For example, given a `WSGI `_ callable ``application``, the middleware could be defined as follows:

.. code:: python

from wsgiprox.wsgiprox import WSGIProxMiddleware

application = WSGIProxMiddleware(application, '/prefix/', 'wsgiprox')

With the above configuration, the middleware is configured to add a prefix of ``/prefix/`` to any url, unless it is to the proxy host ``wsgiprox``. Assuming a WSGI server running on port 8080, the middleware would translate HTTP/S proxy connections to a non-proxy WSGI request, and pass to the wrapped application:

* Proxy Request: ``curl -x "localhost:8080" "http://example.com/path/file.html?A=B"``

Becomes equivalent to: ``curl "http://localhost:8080/prefix/http://example.com/path/file.html?A=B"``


* Proxy Request: ``curl -k -x "localhost:8080" "https://example.com/path/file.html?A=B"``

Becomes equivalent to: ``curl "http://localhost:8080/prefix/https://example.com/path/file.html?A=B"``

* Proxy Request to proxy host: ``curl -k -x "localhost:8080" "https://wsgiprox/path/file.html?A=B"``

Not adding prefix for ``wsgiprox``, becomes equivalent to: ``curl -H "Host: wsgiprox" "http://localhost:8080/path/file.html?A=B"``

All standard WSGI ``environ`` fields are set to the expected values for the translated url.

INFORMATION SHOWN —
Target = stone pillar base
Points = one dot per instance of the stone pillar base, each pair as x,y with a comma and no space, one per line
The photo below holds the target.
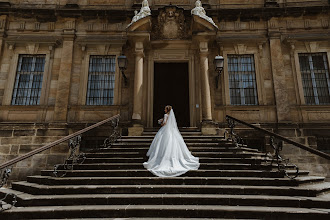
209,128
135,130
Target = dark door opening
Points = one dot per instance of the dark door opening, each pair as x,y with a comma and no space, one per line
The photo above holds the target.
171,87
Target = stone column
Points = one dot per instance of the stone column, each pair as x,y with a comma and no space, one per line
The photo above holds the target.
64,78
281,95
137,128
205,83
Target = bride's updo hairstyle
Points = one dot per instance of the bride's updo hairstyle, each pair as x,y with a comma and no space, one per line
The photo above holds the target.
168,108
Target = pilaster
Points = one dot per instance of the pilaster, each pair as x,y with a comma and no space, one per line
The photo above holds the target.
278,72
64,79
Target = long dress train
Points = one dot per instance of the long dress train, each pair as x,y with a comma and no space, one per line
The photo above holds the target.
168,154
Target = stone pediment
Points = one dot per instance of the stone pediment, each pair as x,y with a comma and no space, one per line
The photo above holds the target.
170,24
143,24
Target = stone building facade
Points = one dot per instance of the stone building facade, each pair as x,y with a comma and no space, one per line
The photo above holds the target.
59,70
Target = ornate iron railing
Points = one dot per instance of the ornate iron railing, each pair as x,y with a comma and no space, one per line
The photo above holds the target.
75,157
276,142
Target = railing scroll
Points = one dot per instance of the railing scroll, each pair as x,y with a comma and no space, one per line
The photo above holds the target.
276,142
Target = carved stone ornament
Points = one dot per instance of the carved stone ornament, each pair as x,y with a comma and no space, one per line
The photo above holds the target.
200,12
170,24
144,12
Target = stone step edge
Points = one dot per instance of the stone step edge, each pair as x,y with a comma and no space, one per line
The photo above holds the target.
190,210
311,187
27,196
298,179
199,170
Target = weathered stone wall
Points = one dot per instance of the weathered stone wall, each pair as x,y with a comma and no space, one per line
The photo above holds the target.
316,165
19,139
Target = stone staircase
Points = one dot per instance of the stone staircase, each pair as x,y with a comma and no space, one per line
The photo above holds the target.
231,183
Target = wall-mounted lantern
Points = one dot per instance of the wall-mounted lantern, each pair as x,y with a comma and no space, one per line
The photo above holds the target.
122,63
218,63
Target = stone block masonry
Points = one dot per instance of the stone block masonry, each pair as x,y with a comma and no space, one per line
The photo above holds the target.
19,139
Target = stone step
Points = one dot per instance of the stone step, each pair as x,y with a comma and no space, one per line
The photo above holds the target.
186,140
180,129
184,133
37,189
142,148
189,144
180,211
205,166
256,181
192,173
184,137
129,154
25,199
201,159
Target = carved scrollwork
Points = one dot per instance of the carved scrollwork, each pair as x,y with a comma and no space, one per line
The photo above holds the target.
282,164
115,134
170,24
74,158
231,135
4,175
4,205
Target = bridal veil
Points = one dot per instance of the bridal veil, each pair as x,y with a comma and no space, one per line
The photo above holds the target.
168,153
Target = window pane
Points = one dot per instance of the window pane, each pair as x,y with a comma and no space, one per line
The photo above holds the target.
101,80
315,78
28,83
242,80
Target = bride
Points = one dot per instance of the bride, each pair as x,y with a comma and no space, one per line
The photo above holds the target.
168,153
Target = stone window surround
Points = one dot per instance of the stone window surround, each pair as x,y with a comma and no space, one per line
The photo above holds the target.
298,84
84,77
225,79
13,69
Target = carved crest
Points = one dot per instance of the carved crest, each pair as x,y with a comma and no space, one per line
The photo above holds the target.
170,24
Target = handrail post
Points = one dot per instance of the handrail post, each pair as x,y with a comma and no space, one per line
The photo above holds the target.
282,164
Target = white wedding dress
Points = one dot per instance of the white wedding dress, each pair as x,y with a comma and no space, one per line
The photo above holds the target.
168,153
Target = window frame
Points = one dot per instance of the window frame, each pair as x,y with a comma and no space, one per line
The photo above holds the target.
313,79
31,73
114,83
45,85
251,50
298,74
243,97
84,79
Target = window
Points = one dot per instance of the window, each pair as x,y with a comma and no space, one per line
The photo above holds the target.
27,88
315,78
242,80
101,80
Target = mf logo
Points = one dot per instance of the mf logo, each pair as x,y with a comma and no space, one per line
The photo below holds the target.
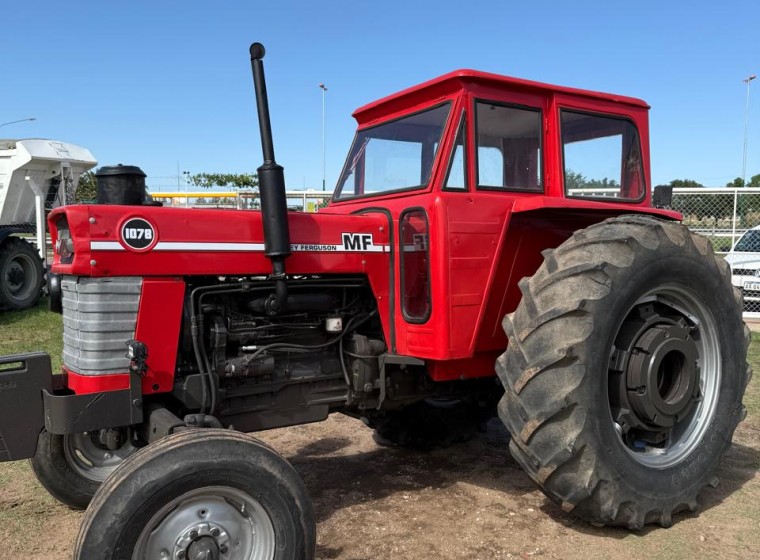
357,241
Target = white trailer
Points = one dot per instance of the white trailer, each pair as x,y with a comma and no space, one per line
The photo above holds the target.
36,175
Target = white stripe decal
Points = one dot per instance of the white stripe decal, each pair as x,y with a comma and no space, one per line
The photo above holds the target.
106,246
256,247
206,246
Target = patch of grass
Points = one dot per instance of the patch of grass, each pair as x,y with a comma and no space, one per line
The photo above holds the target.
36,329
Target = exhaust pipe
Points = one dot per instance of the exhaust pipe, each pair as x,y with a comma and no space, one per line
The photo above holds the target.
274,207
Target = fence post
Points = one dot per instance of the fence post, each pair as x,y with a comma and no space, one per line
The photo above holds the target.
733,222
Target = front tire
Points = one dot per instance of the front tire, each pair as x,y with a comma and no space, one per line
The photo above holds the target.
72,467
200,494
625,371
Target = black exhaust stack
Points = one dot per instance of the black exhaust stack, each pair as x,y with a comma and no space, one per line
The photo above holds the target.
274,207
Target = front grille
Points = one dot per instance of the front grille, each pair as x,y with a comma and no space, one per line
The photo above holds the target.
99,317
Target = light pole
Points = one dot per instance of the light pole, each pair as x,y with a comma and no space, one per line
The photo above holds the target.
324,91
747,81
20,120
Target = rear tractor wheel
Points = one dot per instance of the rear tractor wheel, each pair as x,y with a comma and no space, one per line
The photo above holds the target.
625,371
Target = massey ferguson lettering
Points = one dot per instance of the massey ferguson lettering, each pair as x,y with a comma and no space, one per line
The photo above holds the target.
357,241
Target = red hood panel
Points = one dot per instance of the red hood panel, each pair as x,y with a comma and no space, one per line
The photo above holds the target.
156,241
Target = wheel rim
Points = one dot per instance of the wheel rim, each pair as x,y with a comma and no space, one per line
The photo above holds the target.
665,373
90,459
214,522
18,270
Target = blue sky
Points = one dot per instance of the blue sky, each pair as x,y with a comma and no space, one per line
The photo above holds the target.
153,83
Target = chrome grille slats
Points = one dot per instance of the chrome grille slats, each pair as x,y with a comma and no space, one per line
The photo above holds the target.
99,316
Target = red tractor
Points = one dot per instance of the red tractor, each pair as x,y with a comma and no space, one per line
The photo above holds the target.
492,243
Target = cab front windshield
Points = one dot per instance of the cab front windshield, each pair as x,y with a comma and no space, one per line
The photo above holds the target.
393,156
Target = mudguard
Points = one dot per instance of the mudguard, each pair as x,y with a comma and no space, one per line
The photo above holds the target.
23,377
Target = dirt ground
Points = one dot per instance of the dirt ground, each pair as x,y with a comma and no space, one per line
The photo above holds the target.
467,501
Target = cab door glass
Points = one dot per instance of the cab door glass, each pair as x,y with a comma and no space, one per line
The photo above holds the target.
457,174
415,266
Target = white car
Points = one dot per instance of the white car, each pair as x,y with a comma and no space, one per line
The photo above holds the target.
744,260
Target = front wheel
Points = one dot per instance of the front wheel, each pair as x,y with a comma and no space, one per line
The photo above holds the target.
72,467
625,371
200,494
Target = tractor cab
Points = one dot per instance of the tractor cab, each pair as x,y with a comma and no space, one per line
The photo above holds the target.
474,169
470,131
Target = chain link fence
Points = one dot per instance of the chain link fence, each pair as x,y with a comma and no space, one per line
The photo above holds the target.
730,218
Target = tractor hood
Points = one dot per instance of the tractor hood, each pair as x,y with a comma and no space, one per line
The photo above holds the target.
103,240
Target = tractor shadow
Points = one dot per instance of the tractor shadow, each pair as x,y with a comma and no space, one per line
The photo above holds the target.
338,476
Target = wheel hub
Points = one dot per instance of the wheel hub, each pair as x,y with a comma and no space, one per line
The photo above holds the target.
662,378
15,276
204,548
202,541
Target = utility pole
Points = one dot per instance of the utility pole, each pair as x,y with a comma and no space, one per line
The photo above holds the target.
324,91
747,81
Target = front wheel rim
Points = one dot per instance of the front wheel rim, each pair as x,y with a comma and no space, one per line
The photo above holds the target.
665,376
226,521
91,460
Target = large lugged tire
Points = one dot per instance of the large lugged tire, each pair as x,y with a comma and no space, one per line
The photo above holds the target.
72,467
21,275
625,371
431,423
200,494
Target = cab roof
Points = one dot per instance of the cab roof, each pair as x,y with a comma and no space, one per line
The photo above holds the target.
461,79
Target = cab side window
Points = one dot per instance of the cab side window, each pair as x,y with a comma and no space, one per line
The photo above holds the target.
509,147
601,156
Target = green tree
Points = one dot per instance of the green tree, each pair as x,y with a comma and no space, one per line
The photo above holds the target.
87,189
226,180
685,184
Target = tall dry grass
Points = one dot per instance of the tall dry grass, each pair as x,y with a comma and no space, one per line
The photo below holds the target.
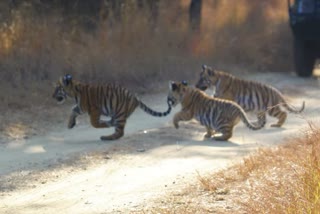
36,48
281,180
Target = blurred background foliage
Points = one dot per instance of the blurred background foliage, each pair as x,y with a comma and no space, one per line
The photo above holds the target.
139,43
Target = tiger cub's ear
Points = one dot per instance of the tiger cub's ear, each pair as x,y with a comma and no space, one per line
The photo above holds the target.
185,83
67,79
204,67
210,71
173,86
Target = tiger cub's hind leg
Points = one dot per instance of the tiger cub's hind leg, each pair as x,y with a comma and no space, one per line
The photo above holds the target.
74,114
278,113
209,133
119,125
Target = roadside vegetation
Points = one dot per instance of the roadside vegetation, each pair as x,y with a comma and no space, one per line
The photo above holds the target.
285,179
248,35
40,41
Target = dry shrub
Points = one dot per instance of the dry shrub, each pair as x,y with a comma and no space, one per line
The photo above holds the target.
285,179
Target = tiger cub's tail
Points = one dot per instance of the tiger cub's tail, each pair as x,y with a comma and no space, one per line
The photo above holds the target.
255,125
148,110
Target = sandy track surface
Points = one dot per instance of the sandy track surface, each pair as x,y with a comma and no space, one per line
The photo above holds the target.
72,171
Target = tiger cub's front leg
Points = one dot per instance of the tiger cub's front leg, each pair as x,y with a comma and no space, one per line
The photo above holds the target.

GIVEN REQUEST 1 —
In the wsgiprox passage, on which port is the WSGI server assumed to be running?
GIVEN REQUEST 2 —
Set down the wsgiprox passage word for word, starting with "Not adding prefix" and going on through "the translated url.".
GIVEN REQUEST 3 —
Take the wsgiprox passage further, picking up after its final sentence.
The records are separate material unrelated to the wsgiprox passage.

EXPECTED OUTPUT 1 —
Port 8080.

EXPECTED OUTPUT 2 —
Not adding prefix for ``wsgiprox``, becomes equivalent to: ``curl -H "Host: wsgiprox" "http://localhost:8080/path/file.html?A=B"``

All standard WSGI ``environ`` fields are set to the expected values for the translated url.

EXPECTED OUTPUT 3 —
When a request passes through wsgiprox middleware, ``environ['wsgiprox.proxy_host']`` is set to the proxy host.
In this example, the WSGI app could check that ``environ.get('wsgiprox.proxy_host') == 'wsgiprox'`` to ensure that it was a proxy request. If the request is to the proxy host itself, then it is passed to the WSGI app without prefixing, and ``environ['wsgiprox.proxy_host'] == environ['HTTP_HOST']``

Custom Resolvers
================

The provided ``FixedResolver`` simply prepends a fixed prefix to each url. A custom resolver could compute the final url in a different way. The resolver instance is called with the full url, and the original WSGI ``environ``. The result is the translated ``REQUEST_URI`` that is passed to the WSGI applictaion.

See `resolvers.py `_ for all available resolvers.

For example, the following Resolver translates the url to a custom prefix based on the remote IP of the original request.

.. code:: python

class IPResolver(object):
def __call__(self, url, environ):
return '/' + environ['REMOTE_ADDR'] + '/' + url

application = WSGIProxMiddleware(application, IPResolver())

HTTPS CA
========

To support HTTPS proxy, ``wsgiprox`` creates a custom CA (Certificate Authority), which must be accepted by the client (or it must ignore cert verification as with the ``-k`` option in CURL)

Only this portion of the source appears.